**Excerpt**
************
I spoke with Bevin Croft and David Weintraub, who represent four couples with pre-and primary school children, forming a pod to manage their children’s education and lives together while remaining safe. I’ve known Bevin since 2007. We became fast friends; I officiated at her wedding.

Health Hats: When did you give what you were doing a name?

Bevin: We used the name ‘pod’ because that was already like in the consciousness, like on the internet, as people were doing. They were creating pods.

Health Hats: When was the first time you did that? About yourselves?

Bevin: Yeah, we broke the seal. We had been discussing it, and we were all hanging out outside with the kids, which we had been doing regularly. And it was in May, although I don’t remember the exact day. And we were just like. Fuck it.

David: Yeah. We’re like, ‘ This is stupid. ‘ We’re gonna do it. This is dumb. Like, why don’t we just hang out?

Bevin: We just started hanging out, and we never stopped,

David: But there were some slight complications because the Owens moved to Hawaii. I think they moved in mid-April. I think they moved on April 15th or something. And they went for six months, from April 15th to October 15th.

Bevin: It was our very close, tight-knit group of 19 people, five families. Four of the five families decided to do this.

David: Three. No, the Chulas were not part of it.

Bevin: The Owens were before they moved to, that’s right. Yeah. So, when we were like, screw it, we wanna hang out. It was these four families. The fifth family had another family with whom they had already podded; they also podded with another family with whom they shared some childcare arrangements. Yeah. Bennie and Allie. So they didn’t pod with us. So, it was the four. Anyway. Yeah. It was at least these three families. And then a couple of other close families came and went.

Rules

We just started hanging out together. And it became evident very quickly that we also had to establish some rules because, back then, it was as if you were hanging out with us and your parents. Then what if we get each other sick, and then we bring it to, yeah, a parent, and then that parent gets sick and dies, and then we live with the guilt that we were messy? Those were the kinds of stakes and conversations we had to have. So, effectively, we didn’t spend time with our parents.

David: Correct.
************
**Complete the following**
1. In the interview, since what year has the interviewer known Bevin?
2. In the interview, switch "Hawaii" to "Alaska" in the part that opens with the words containing "David: But there" and closes with "came and went.".

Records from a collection
************
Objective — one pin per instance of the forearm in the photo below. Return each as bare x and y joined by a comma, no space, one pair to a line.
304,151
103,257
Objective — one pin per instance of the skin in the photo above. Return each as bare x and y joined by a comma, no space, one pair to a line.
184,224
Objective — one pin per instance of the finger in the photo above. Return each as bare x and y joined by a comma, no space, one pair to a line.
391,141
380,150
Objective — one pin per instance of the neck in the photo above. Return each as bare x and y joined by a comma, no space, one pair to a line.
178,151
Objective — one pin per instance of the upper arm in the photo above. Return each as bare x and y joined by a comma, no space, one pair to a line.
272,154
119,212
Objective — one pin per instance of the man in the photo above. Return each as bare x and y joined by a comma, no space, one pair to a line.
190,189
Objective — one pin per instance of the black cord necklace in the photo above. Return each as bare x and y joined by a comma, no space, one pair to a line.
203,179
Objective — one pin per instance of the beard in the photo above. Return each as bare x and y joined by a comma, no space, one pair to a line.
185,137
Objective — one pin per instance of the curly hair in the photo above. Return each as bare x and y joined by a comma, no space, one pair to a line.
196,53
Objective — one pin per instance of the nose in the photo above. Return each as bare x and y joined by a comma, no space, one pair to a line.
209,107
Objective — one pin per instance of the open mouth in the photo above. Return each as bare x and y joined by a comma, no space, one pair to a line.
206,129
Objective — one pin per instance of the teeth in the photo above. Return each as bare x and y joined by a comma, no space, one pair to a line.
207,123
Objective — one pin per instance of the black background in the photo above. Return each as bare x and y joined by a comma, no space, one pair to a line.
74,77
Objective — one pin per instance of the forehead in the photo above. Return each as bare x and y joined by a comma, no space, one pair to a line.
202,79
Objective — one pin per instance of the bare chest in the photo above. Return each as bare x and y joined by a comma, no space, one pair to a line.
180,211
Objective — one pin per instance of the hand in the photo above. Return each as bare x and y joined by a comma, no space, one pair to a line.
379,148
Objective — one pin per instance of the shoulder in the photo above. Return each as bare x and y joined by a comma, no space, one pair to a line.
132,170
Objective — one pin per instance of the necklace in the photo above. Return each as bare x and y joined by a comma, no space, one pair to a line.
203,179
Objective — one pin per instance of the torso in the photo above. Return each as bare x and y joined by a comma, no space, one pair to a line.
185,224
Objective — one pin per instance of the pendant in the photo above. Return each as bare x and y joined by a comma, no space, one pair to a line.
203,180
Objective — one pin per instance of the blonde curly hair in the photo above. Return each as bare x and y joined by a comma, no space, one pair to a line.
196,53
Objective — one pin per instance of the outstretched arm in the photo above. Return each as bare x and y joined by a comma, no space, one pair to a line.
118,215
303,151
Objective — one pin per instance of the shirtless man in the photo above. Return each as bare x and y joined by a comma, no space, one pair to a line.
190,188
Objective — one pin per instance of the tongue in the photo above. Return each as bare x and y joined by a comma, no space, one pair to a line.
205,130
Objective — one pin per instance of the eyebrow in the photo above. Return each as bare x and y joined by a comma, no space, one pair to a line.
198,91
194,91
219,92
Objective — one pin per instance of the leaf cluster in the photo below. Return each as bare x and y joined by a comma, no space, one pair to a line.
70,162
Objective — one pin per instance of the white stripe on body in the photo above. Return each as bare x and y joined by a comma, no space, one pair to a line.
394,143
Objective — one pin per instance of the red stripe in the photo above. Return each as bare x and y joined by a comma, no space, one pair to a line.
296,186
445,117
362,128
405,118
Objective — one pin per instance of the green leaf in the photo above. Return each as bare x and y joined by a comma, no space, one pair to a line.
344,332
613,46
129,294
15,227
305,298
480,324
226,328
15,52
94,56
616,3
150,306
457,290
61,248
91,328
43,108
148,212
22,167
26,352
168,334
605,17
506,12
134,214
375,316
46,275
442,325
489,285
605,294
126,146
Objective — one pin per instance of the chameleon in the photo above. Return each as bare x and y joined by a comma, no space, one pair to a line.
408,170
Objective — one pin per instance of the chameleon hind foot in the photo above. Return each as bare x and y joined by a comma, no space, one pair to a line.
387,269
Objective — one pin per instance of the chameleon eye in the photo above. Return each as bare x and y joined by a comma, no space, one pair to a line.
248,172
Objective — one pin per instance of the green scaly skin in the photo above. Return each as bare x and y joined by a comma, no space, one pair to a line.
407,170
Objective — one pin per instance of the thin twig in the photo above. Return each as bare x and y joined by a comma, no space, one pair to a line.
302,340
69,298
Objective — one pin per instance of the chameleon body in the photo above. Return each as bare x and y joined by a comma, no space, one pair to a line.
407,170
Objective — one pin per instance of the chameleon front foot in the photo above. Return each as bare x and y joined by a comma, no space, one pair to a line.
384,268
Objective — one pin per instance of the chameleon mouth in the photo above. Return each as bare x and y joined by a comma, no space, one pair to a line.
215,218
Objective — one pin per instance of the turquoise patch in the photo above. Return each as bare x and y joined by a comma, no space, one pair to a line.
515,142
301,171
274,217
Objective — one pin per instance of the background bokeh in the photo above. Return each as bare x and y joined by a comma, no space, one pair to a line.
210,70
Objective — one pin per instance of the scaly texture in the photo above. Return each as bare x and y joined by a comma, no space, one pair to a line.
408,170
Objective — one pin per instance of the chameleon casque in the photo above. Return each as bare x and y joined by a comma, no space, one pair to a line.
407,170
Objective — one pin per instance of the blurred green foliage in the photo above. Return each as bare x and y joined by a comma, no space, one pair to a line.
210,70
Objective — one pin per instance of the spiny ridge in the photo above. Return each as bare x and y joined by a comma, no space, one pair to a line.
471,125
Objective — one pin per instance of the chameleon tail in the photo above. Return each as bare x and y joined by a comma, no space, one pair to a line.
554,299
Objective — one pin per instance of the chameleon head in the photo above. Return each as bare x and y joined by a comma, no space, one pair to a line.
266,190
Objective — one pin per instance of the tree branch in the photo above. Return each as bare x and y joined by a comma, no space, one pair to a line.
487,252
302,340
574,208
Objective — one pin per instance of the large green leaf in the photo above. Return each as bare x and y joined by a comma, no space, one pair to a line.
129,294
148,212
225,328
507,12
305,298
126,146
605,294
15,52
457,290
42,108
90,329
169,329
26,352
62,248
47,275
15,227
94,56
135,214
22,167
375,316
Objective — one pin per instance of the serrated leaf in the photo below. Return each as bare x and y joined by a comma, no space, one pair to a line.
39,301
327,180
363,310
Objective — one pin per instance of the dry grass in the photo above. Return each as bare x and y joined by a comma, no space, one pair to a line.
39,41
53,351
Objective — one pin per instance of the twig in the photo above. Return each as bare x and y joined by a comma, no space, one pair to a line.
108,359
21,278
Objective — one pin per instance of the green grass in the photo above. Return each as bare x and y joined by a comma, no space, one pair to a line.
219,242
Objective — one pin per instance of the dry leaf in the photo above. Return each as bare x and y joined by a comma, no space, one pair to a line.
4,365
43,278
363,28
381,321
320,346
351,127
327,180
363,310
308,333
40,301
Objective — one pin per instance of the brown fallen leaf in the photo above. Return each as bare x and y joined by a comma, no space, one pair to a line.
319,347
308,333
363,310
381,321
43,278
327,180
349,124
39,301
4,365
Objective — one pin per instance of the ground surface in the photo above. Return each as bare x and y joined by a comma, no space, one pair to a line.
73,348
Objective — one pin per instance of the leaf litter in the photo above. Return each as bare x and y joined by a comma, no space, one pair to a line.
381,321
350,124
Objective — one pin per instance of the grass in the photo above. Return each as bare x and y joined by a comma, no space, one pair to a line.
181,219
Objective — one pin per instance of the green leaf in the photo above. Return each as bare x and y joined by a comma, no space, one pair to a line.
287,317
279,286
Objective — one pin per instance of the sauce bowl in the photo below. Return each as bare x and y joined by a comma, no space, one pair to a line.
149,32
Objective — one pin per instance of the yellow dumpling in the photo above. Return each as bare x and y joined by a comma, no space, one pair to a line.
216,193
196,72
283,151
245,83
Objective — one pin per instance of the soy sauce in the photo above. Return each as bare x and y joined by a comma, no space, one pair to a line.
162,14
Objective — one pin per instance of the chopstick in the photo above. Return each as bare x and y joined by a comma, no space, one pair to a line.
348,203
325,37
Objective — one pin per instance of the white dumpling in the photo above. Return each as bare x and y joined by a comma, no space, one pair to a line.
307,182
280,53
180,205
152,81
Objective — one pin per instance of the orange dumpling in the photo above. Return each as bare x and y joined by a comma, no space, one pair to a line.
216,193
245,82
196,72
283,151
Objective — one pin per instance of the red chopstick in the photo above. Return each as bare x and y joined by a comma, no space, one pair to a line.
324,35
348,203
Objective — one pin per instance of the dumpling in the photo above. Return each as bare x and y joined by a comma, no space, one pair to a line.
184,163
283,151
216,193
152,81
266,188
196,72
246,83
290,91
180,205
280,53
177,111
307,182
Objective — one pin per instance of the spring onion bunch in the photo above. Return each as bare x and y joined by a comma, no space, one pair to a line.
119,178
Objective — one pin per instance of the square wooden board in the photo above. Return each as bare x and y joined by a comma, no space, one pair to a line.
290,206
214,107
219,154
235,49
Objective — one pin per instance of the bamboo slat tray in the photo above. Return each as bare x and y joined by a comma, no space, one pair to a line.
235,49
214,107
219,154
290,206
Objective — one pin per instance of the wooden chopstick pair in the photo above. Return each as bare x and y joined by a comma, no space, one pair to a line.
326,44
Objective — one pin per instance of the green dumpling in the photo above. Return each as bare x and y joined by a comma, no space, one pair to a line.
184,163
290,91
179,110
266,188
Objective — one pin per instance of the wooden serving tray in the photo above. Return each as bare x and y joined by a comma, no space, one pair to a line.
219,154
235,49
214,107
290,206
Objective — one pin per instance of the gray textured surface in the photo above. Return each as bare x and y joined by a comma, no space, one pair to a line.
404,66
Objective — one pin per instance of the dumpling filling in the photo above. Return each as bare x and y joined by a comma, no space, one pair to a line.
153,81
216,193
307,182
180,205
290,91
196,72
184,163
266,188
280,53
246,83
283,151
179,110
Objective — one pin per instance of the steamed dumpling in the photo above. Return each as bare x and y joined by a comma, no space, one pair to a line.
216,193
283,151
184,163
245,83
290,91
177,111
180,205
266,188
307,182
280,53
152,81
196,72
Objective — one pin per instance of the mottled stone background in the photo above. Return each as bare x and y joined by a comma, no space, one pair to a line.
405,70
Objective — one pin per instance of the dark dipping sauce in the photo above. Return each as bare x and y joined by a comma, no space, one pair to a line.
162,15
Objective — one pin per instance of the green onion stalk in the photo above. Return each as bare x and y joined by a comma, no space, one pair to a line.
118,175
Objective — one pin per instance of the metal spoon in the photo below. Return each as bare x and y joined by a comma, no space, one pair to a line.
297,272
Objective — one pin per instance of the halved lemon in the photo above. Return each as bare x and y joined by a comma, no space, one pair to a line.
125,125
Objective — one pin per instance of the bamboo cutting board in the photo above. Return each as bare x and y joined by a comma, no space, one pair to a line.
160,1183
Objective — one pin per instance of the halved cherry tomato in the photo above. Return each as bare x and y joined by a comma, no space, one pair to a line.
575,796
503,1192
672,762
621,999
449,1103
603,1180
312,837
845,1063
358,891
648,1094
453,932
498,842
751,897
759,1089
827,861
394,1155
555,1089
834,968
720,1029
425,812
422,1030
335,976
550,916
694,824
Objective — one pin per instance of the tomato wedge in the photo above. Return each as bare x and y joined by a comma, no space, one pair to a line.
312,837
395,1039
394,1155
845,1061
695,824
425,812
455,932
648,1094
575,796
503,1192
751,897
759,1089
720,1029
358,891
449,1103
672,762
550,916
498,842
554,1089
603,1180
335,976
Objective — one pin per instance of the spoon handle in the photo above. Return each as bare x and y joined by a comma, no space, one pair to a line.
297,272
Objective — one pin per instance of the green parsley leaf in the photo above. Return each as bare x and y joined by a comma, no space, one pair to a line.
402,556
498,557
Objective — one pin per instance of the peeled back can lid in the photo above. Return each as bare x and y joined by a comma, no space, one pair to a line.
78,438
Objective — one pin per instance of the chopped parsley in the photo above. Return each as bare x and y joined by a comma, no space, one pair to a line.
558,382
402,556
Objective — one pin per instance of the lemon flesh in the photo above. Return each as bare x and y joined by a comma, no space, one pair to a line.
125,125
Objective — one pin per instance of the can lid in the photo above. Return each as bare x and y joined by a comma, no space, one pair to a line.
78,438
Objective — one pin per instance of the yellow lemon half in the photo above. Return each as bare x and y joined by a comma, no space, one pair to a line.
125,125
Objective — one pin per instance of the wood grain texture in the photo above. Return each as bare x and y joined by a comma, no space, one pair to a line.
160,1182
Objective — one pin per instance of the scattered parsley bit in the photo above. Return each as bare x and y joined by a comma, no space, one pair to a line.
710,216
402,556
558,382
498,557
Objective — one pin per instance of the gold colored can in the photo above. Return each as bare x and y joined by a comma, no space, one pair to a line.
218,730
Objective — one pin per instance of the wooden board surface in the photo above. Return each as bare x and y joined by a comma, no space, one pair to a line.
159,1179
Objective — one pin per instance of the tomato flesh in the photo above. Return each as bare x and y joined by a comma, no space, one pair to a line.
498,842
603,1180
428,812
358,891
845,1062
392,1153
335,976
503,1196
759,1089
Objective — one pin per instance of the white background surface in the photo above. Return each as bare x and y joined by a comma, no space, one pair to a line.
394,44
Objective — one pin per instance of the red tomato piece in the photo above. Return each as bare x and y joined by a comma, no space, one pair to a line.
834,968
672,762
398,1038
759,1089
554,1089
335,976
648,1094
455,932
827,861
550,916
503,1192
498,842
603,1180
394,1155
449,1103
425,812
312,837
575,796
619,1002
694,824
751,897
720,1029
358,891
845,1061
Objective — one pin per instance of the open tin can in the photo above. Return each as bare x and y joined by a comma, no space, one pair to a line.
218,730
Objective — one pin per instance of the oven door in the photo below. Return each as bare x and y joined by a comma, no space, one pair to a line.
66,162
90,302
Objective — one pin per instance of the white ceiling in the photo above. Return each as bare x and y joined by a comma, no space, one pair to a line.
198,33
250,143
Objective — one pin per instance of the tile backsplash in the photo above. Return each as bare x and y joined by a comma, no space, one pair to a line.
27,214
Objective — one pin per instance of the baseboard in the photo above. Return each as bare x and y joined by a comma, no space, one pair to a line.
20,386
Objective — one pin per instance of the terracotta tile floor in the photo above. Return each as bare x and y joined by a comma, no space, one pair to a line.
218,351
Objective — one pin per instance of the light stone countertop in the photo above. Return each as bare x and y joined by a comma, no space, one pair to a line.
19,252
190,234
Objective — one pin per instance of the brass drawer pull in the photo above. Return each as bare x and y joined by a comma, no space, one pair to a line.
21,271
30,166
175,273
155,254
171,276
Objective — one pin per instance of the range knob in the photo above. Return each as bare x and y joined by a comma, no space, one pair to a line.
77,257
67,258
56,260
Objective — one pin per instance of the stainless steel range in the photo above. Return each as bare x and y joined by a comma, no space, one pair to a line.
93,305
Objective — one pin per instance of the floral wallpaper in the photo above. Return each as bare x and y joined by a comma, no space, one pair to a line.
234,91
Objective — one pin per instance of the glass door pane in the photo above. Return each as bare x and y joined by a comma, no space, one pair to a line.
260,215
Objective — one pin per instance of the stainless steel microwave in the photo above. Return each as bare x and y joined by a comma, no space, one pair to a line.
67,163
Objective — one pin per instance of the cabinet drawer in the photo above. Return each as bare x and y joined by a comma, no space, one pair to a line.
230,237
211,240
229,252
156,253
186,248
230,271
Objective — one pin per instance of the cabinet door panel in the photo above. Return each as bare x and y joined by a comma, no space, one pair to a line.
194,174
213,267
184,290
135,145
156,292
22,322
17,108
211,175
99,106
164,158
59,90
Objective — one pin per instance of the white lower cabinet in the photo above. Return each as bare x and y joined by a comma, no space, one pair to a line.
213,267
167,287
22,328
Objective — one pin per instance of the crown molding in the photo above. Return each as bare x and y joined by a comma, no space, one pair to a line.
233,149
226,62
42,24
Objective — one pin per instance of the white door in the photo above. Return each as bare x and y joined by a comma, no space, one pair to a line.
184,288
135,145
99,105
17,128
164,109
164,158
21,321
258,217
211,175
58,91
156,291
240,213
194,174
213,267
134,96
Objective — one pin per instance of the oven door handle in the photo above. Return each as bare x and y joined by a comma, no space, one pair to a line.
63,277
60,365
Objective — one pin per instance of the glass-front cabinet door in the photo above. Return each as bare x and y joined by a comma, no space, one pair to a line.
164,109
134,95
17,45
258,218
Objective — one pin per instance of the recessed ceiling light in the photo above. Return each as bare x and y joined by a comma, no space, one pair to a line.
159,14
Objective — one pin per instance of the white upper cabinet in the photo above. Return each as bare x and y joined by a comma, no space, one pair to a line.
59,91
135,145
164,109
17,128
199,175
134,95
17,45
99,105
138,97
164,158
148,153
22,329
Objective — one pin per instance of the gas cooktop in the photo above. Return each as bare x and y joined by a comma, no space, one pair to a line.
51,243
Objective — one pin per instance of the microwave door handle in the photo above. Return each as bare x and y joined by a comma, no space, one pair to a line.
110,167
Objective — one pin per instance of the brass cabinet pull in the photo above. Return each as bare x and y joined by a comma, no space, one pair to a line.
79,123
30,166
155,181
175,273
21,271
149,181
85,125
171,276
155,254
************
**Answers per task**
1. Since 2007.

2.
David: But there were some slight complications because the Owens moved to Alaska. I think they moved in mid-April. I think they moved on April 15th or something. And they went for six months, from April 15th to October 15th.

Bevin: It was our very close, tight-knit group of 19 people, five families. Four of the five families decided to do this.

David: Three. No, the Chulas were not part of it.

Bevin: The Owens were before they moved to, that’s right. Yeah. So, when we were like, screw it, we wanna hang out. It was these four families. The fifth family had another family with whom they had already podded; they also podded with another family with whom they shared some childcare arrangements. Yeah. Bennie and Allie. So they didn’t pod with us. So, it was the four. Anyway. Yeah. It was at least these three families. And then a couple of other close families came and went.